Top of MATERIAL SUPPLIED

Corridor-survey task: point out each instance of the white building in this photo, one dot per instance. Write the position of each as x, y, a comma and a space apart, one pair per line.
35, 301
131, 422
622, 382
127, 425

Bottom of MATERIAL SUPPLIED

### WORK ITEM
Each entry above must be repeated word for word.

### REPLY
Corridor-survey task: point out each instance of the white building in this photo, one dot per instance. Write the position of each as x, y, a comma and a space apart, one pair per line.
35, 301
131, 422
622, 382
127, 425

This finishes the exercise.